— BEGIN SUPPLIED PASSAGE —

Saturday, went out with papa, mama to Chinatown shop shop, heh, end up, i was shopping for clothes in This fashion... Hee~ Actually, i intended to treat mama to a simple dinner for her BD but then papa was there, he sort of like, paid for everything... But, i did paid for the drinks... So it's like, for mama's BD, i treat her drinks nia... HAHA!!! Funny hor...

Hai... These days, i've been slacking quite a bit but then, there are always times when i am really hardworking... Dun really know wad's going on with my life, or rather, with my head. I suppose i gotta start making some plans to prepare myself for O level.

— END SUPPLIED PASSAGE —

DIRECTIONS
1. Answer these from the diary entry:
(a) Where did the writer go shopping on Saturday?
(b) What did the writer pay for?
(c) What exam does the writer plan to start preparing for?
2. Carry on the diary entry from its final sentence, keeping its informal voice.

— BEGIN EXCERPTED RECORDS —

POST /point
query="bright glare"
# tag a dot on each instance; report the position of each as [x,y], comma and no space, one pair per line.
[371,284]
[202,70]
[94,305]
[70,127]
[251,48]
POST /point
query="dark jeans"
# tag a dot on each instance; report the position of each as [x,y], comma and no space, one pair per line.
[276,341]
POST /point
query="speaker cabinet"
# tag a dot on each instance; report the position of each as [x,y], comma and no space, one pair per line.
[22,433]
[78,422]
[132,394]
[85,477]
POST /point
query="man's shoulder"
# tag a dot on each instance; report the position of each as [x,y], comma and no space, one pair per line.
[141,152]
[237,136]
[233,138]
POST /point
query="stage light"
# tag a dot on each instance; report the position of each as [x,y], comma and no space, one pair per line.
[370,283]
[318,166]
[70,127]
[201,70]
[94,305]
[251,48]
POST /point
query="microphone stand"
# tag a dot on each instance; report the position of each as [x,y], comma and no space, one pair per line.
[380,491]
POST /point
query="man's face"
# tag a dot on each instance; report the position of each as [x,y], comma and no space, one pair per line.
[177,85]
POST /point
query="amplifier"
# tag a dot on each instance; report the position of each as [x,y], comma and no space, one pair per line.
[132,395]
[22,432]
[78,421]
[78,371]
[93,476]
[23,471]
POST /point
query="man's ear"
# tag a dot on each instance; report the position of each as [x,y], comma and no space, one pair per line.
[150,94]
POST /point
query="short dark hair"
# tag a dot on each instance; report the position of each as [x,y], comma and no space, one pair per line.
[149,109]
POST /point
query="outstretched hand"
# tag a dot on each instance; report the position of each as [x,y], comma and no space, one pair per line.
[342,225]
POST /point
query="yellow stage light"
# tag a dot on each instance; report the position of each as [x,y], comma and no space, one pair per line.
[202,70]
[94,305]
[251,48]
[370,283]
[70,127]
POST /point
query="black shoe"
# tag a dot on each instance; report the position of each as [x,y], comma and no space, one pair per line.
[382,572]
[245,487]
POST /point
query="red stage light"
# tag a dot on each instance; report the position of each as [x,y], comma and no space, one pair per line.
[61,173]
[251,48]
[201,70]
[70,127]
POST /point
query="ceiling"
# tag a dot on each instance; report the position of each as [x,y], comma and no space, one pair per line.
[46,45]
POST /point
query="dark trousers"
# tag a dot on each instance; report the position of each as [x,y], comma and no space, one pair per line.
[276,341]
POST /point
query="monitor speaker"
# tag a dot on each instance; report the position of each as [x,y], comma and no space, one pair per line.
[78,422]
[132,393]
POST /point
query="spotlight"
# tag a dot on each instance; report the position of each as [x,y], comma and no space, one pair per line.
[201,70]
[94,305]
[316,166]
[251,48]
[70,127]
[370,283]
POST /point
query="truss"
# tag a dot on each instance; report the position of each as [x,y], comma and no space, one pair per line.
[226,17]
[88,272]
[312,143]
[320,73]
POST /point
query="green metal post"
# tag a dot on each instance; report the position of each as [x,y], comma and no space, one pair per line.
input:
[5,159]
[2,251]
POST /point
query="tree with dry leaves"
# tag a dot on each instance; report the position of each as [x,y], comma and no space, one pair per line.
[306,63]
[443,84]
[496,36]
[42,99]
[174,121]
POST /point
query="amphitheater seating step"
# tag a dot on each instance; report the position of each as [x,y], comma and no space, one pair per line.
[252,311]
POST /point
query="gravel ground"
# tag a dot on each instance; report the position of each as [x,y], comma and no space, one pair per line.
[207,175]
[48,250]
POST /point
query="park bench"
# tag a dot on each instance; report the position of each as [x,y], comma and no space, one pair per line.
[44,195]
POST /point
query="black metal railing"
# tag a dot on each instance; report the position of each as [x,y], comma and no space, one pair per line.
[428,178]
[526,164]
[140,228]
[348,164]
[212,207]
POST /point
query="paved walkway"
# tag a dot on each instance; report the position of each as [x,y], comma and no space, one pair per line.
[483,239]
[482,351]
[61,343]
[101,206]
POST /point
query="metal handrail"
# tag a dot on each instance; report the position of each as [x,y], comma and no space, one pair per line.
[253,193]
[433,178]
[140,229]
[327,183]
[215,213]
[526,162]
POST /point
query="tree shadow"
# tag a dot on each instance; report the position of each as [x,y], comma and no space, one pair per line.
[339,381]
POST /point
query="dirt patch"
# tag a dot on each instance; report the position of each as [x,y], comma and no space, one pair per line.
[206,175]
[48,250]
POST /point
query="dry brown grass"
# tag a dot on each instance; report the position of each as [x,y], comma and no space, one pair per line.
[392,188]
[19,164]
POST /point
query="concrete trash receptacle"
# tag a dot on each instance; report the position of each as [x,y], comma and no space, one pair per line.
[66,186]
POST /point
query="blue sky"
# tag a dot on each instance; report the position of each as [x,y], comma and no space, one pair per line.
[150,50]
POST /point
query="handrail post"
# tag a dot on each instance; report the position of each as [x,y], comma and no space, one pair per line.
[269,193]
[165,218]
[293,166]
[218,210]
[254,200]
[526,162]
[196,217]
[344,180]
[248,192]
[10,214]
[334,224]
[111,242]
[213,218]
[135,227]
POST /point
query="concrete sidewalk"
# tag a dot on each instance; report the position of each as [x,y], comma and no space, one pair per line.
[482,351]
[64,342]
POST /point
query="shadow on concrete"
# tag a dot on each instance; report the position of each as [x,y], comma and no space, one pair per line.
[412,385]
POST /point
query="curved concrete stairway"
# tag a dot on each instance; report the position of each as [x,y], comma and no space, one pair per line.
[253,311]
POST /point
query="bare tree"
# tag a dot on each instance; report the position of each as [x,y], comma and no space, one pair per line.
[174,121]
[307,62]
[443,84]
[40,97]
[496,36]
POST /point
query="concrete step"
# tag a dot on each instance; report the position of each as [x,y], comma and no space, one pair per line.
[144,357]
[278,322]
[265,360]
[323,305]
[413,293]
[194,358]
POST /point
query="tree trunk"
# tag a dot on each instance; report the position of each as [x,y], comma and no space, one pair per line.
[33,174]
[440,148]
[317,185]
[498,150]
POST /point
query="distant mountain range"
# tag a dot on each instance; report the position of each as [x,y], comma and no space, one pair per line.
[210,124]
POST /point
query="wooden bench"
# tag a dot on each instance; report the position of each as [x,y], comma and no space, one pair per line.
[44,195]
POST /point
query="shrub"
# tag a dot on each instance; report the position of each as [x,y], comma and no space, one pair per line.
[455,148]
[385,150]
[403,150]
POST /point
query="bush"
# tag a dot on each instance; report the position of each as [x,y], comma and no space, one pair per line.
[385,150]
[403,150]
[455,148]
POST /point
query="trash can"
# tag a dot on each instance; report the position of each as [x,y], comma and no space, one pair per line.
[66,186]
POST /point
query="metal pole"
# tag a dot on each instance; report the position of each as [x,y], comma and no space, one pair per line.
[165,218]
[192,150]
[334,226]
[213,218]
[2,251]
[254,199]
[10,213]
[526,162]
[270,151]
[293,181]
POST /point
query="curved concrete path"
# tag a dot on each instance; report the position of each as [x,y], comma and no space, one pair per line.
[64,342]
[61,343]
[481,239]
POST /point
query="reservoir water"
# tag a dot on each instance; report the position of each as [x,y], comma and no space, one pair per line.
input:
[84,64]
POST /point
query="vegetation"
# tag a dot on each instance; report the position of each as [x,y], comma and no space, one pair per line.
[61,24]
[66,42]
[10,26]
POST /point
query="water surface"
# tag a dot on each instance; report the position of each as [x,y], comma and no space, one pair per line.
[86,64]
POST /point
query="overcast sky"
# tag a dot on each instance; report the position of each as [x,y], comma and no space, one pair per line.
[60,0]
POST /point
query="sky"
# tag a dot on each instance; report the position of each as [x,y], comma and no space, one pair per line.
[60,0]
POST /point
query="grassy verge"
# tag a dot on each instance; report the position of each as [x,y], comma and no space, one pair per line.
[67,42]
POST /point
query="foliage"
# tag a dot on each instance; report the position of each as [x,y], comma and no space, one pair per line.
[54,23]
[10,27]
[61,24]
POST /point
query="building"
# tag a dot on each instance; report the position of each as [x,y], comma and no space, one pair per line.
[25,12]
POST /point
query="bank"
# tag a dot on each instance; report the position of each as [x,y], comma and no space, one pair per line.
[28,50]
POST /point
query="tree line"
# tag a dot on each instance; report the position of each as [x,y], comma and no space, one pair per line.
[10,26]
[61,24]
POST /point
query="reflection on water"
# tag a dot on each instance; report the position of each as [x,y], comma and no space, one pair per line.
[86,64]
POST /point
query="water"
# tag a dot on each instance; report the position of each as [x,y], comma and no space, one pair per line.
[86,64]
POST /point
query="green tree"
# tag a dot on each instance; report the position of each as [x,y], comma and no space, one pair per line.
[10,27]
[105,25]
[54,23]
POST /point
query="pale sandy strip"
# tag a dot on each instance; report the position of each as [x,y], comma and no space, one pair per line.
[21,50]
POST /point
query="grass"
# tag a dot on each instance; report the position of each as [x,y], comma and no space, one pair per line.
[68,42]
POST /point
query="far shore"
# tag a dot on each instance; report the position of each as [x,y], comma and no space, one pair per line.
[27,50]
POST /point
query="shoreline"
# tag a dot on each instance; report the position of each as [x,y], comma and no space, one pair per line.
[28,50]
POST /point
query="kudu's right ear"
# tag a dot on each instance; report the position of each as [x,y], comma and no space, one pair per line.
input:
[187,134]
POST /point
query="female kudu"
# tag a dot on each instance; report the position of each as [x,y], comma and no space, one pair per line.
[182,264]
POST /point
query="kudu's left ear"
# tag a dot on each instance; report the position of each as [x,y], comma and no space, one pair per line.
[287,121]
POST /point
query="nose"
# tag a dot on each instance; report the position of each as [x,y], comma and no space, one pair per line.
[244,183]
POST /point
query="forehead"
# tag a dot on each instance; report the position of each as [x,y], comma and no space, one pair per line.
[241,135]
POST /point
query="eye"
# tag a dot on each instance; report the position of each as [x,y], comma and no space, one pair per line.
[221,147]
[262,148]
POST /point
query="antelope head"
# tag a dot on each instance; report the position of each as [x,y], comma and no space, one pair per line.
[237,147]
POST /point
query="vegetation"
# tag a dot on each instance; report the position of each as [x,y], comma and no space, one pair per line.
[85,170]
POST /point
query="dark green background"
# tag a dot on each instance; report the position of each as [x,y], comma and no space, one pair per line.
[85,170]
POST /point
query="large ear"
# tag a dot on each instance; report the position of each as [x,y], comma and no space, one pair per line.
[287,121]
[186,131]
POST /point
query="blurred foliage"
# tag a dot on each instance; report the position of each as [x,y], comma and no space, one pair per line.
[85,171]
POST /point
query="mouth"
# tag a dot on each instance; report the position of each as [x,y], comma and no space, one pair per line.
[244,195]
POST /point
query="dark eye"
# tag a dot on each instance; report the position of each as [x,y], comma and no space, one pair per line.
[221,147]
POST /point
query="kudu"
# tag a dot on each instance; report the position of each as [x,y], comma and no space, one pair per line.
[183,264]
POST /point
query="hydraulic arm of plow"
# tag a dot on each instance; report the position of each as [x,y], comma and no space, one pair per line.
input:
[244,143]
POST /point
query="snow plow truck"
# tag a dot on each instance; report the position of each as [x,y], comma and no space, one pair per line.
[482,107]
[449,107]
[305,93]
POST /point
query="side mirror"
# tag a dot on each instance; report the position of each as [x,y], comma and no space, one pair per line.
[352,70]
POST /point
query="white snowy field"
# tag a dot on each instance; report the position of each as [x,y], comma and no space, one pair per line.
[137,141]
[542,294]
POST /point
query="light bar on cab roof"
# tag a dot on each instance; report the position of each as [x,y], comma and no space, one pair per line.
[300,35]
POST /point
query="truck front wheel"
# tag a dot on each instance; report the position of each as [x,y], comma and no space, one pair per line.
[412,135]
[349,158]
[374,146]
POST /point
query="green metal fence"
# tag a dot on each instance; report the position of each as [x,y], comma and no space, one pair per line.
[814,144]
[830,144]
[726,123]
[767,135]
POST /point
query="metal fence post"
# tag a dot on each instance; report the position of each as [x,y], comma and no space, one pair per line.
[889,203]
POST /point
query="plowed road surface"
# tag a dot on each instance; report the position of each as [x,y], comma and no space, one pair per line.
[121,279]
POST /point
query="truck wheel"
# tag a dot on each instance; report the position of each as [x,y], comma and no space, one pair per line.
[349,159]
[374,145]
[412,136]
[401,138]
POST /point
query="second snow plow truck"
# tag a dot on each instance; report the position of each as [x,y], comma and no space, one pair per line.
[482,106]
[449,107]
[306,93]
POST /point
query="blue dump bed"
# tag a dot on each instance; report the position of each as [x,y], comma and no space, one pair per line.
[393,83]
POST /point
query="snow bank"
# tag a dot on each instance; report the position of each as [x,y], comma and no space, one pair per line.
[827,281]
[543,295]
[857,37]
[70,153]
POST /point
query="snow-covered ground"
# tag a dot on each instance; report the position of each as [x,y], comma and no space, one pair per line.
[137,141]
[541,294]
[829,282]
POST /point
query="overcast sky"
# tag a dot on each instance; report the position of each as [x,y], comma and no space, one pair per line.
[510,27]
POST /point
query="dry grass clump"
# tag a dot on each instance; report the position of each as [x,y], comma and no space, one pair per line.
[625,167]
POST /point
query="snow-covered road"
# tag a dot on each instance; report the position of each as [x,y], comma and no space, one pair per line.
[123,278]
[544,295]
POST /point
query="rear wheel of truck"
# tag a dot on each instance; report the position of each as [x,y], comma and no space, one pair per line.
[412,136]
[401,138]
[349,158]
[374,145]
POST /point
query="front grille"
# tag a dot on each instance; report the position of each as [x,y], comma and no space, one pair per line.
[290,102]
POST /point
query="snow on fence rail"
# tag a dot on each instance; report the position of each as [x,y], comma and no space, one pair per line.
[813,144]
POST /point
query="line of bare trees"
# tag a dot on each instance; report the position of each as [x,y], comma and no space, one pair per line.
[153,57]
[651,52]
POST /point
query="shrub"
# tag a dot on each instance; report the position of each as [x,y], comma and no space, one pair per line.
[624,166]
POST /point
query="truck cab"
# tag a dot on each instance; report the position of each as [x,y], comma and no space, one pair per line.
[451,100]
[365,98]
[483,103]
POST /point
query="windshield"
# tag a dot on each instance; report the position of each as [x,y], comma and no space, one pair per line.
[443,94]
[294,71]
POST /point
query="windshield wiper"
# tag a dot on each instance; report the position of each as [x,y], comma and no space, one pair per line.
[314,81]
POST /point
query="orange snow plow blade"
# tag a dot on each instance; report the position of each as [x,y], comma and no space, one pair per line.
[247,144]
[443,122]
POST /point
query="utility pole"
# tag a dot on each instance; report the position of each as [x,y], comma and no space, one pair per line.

— END EXCERPTED RECORDS —

RESPONSES PER TASK
1.
(a) Chinatown
(b) The drinks
(c) The O level

2.
Today, during Maths lesson, kind of made a lot of noise with PH, arguing bout some stuff... In the end, got admonished by Miss Chong. heH! Well, i'm in the wrong, so i got nothing to say but when she said something, i totally got my jaws open up wide! I mean, come on, she really thinks she's working THAT hard for us? Please... I dun feel it. She doesn't even go thru thoroughly and yet she's saying so. Everything she went thru, is half-known in my head, in most of our heads. i just find her so, so.... So... I dunnoe, just, i really dunnoe... i dunnoe, or has Mrs Loo set the standard too high? I thought most teacher should be like her? Or is Mrs Loo just too good to be true... As time passes by, i started to miss her more... Her style of teaching, her style of making us understand... From the bottom of my heart, i miss her... very much... Maybe i shouldn't complain too much... but seriously, 10 years down the road, i might not rmb Miss Chong as my maths teacher... Very bad of me, i know... I just can't stand her way of doing things...

got back 2 mock papers today, they were ok i supposed... If i can let it remain as it is, i think everything will be ok, that is, if i can...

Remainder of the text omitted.